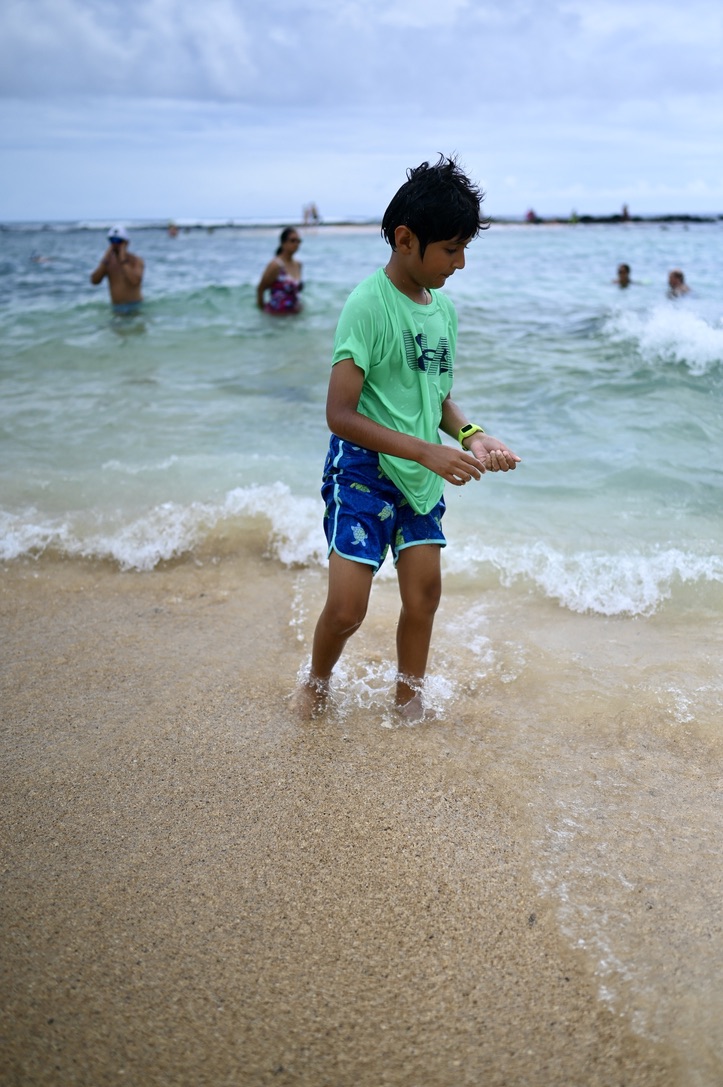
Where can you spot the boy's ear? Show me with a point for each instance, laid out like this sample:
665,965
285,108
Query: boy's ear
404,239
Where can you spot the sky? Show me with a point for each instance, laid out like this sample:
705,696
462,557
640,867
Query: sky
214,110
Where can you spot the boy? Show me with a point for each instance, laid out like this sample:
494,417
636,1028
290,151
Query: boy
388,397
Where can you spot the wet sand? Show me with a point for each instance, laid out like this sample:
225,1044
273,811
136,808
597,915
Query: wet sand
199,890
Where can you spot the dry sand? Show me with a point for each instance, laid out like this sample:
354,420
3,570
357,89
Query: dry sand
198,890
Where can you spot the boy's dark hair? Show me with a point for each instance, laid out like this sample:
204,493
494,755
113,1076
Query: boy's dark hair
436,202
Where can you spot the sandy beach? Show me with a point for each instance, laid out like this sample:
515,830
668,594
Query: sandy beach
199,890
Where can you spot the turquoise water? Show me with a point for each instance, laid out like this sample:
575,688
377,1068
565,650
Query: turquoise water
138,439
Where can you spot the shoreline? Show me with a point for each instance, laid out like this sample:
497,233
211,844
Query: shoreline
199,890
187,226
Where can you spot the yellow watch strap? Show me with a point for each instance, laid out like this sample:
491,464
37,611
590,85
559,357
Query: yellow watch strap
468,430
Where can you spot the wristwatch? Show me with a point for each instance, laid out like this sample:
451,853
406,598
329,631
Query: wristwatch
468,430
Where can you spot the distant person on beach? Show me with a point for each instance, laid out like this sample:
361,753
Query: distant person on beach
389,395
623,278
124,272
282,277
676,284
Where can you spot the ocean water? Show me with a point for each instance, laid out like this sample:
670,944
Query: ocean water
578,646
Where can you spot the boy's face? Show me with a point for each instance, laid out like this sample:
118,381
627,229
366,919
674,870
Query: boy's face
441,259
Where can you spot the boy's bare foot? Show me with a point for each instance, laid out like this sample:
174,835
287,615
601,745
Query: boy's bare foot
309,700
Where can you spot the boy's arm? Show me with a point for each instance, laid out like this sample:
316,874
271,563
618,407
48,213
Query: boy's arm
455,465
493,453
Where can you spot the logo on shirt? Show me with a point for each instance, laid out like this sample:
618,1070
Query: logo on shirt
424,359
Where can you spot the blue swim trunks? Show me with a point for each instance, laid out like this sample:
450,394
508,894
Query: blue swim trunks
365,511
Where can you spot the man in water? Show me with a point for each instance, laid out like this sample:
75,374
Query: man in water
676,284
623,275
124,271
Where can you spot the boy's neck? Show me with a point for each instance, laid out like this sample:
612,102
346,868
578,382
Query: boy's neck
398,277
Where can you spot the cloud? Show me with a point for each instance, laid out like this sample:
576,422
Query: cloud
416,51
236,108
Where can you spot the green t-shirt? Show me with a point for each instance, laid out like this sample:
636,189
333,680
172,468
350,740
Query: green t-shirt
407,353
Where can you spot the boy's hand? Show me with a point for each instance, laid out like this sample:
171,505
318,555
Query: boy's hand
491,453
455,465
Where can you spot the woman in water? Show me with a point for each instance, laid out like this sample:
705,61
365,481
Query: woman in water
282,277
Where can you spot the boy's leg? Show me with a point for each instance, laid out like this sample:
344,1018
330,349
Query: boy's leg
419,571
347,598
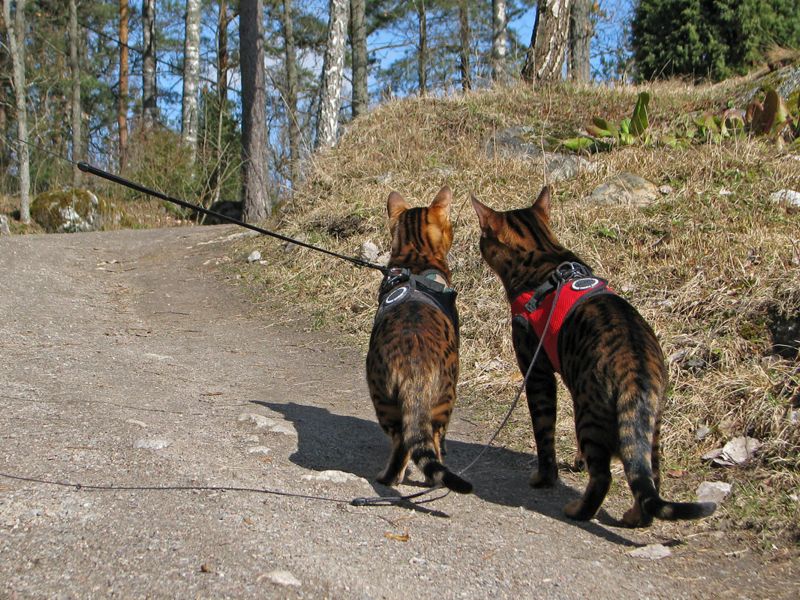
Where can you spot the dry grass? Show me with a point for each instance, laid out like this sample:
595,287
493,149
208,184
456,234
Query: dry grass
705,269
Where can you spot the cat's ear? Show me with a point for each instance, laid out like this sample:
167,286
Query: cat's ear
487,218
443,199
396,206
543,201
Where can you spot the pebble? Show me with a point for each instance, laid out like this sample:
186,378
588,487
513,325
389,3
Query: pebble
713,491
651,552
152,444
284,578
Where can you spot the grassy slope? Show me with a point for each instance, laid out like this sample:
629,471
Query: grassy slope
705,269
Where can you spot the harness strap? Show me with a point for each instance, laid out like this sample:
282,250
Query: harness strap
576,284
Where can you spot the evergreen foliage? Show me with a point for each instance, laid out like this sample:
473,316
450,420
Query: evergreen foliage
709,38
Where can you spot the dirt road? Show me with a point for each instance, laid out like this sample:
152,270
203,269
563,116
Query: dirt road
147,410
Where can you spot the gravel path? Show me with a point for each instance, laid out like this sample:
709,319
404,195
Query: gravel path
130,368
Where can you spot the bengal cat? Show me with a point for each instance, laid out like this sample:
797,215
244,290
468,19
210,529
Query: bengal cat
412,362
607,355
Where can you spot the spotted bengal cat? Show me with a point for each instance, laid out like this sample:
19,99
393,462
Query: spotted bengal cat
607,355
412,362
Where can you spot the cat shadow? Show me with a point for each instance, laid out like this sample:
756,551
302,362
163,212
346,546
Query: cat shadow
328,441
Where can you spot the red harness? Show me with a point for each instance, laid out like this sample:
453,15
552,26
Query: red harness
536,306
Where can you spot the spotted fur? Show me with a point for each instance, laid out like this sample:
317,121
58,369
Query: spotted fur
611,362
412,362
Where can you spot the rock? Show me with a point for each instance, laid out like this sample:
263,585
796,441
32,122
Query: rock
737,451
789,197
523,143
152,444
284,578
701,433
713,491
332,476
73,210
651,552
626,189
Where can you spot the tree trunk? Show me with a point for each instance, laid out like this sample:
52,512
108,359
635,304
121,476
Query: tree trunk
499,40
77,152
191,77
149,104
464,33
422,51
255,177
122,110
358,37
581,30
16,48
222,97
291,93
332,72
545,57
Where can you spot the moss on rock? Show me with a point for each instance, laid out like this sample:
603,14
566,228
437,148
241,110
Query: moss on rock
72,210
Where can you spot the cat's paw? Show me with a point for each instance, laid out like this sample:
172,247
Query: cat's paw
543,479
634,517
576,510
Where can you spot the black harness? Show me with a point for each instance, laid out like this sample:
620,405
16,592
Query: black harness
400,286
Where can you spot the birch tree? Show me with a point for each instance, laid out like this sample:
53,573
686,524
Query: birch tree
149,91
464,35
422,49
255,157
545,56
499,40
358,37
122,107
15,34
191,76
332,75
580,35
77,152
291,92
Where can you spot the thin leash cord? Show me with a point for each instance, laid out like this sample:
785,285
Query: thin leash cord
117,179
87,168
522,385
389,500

•••••

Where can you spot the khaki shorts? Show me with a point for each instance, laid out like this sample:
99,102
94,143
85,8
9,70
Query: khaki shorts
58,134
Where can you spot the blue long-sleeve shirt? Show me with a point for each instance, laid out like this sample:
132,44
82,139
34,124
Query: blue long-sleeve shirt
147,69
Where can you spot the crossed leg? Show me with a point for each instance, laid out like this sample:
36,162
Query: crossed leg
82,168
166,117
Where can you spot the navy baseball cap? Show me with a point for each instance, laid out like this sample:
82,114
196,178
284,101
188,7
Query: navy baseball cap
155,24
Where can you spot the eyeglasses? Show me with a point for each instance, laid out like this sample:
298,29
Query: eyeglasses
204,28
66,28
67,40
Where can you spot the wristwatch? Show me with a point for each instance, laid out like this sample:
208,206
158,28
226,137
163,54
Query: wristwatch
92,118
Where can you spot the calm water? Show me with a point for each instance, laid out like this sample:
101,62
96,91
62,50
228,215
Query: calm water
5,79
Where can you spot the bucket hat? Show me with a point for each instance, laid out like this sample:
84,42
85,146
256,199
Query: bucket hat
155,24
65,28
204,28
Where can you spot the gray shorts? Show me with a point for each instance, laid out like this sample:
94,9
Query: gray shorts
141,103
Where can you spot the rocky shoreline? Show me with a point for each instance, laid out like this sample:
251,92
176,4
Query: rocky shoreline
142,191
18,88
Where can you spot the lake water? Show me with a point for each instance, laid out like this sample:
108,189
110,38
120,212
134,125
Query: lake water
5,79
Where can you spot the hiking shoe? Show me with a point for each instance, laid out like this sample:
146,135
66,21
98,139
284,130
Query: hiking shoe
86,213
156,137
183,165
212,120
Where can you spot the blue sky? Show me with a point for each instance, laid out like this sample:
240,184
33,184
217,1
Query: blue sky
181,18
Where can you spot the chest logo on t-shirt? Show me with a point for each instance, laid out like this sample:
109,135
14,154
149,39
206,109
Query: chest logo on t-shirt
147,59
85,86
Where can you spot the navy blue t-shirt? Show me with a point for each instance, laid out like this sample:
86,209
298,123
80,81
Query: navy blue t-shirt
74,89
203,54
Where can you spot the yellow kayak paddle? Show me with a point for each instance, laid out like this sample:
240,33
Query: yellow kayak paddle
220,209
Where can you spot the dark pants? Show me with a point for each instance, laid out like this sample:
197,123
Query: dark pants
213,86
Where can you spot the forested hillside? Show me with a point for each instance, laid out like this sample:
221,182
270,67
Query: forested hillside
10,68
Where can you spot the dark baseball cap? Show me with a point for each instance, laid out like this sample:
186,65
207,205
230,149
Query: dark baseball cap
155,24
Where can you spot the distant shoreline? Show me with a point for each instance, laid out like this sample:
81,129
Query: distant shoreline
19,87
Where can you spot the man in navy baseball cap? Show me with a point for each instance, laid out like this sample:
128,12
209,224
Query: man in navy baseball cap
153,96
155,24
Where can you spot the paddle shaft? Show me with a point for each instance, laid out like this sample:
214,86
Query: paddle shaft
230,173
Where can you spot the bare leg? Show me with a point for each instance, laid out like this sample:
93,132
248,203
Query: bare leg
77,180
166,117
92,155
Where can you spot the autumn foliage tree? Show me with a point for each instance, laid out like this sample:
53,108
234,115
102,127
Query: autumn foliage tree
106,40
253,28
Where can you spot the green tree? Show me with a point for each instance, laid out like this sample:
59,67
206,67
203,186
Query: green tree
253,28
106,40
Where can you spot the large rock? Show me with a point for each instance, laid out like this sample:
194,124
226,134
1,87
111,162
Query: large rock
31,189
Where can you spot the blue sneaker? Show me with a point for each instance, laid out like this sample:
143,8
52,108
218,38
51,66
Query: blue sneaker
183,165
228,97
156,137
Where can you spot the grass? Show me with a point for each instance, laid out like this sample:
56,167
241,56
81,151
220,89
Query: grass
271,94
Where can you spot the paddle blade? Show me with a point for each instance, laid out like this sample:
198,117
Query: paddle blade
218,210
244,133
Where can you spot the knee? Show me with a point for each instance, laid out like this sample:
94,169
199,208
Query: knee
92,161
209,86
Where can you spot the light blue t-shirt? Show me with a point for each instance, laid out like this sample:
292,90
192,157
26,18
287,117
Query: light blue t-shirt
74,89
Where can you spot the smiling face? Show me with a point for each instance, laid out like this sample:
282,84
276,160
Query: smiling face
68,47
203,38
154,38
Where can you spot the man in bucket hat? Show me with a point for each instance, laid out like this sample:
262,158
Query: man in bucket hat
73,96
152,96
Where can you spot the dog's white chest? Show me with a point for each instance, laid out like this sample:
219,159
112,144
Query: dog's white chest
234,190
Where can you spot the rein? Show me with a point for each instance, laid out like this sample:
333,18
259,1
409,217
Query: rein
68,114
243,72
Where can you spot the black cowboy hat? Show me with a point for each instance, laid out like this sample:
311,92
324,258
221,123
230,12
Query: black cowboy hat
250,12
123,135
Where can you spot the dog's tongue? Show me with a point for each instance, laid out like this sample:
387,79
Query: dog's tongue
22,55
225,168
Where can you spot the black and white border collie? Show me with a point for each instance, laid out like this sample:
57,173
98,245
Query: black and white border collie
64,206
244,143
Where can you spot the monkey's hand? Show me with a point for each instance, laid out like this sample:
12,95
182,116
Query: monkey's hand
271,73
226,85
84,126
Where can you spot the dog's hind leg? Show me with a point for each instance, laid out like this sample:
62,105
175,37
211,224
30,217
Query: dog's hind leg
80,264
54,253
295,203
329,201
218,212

•••••

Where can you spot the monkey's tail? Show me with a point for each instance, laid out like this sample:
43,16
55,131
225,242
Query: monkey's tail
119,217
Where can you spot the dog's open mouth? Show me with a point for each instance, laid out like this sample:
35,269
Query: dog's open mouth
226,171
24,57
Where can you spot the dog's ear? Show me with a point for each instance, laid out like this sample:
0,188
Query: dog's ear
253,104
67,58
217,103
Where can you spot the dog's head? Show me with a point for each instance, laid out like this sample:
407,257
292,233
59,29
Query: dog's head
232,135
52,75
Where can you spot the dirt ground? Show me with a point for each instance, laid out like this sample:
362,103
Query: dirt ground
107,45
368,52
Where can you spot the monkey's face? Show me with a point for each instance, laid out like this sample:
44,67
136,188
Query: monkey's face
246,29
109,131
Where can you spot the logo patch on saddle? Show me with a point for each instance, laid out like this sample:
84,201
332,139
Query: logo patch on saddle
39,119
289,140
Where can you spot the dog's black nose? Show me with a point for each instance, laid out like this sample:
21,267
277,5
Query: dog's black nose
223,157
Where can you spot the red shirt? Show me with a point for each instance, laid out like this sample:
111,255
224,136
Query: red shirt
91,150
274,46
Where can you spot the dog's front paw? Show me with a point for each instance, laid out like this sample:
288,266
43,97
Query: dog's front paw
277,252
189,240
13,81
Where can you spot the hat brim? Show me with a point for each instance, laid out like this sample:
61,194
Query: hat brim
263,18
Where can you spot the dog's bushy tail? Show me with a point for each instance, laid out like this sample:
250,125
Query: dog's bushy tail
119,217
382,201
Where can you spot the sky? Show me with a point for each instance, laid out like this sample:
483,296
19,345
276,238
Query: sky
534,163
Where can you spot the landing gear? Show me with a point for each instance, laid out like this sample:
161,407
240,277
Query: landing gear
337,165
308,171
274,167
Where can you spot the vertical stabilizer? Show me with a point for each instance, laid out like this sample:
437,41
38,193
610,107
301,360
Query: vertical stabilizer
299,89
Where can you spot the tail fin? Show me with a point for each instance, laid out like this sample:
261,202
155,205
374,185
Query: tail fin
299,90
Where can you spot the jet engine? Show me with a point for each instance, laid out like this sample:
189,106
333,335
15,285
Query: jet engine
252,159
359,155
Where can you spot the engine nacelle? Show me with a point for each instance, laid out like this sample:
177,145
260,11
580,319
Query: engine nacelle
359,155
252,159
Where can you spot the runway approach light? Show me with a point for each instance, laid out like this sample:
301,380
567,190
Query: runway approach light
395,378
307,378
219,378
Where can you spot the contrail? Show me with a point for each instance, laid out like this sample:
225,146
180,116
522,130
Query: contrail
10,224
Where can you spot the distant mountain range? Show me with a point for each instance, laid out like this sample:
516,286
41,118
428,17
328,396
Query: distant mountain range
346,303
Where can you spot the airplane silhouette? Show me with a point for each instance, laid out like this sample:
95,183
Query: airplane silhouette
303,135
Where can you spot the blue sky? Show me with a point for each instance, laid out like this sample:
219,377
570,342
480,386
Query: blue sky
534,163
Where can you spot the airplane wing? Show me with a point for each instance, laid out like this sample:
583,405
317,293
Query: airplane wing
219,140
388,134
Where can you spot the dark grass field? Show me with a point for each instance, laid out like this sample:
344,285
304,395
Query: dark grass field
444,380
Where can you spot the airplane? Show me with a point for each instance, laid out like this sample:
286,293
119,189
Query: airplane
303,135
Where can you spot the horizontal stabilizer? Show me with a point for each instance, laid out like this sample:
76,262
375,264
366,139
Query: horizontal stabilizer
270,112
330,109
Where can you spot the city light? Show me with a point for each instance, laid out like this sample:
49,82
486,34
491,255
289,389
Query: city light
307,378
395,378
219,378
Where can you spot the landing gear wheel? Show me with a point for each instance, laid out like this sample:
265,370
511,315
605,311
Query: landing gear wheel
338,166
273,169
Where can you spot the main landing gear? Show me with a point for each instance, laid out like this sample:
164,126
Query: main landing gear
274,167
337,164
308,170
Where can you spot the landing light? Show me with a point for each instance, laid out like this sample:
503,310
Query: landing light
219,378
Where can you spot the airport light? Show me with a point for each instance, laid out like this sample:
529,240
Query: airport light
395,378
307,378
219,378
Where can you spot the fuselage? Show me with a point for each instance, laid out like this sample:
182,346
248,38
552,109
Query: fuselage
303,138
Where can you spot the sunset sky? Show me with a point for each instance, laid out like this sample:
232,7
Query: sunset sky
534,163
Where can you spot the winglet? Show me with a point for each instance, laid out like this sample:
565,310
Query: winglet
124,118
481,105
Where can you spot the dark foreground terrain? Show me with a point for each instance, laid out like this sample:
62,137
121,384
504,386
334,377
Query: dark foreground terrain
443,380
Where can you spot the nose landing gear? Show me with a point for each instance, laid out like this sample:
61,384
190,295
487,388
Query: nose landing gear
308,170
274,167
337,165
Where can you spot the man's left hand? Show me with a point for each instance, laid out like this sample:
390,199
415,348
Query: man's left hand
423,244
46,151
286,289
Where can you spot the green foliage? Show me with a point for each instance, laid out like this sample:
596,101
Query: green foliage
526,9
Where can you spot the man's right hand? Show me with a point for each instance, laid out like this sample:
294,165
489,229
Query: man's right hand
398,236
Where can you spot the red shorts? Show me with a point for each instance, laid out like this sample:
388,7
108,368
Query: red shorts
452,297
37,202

•••••

▸ **What the exercise asks**: Looking at the entries above, can you reproduce exactly the lines from the one that holds "Where can you spot the boy's ear?" through the one that holds "Where can you spot the shoreline?", and only those?

▸ **Your response**:
Where can you spot the boy's ear? Show me with a point for each instance, laid out like this sample:
665,965
285,108
Query: boy's ear
404,239
Where can you spot the sky? Show me with a point for each instance, laid out like this sample:
705,696
462,557
640,867
Query: sky
214,110
Where can you spot the boy? Show me with a point for each instance, laid out like this sample:
494,417
636,1028
290,151
Query: boy
388,397
Where can you spot the wet sand? Show me with a point for each instance, laid out like this sample:
225,1044
273,811
136,808
597,915
Query: wet sand
199,890
Where can you spot the dry sand? Show me with a point for each instance, laid out like this sample:
354,420
3,570
357,89
Query: dry sand
198,890
Where can you spot the boy's dark hair? Show me with a point for each instance, laid out like this sample:
204,493
494,755
113,1076
Query: boy's dark hair
436,202
Where can you spot the sandy beach? Show me with a point for each instance, laid out like this sample:
515,830
668,594
Query: sandy beach
199,890
Where can you spot the turquoise water? Show me with a point for each instance, laid out like this sample:
575,688
377,1068
565,650
Query: turquoise water
138,439
Where can you spot the shoreline? Show me with a point for each instance, laid out like this sample:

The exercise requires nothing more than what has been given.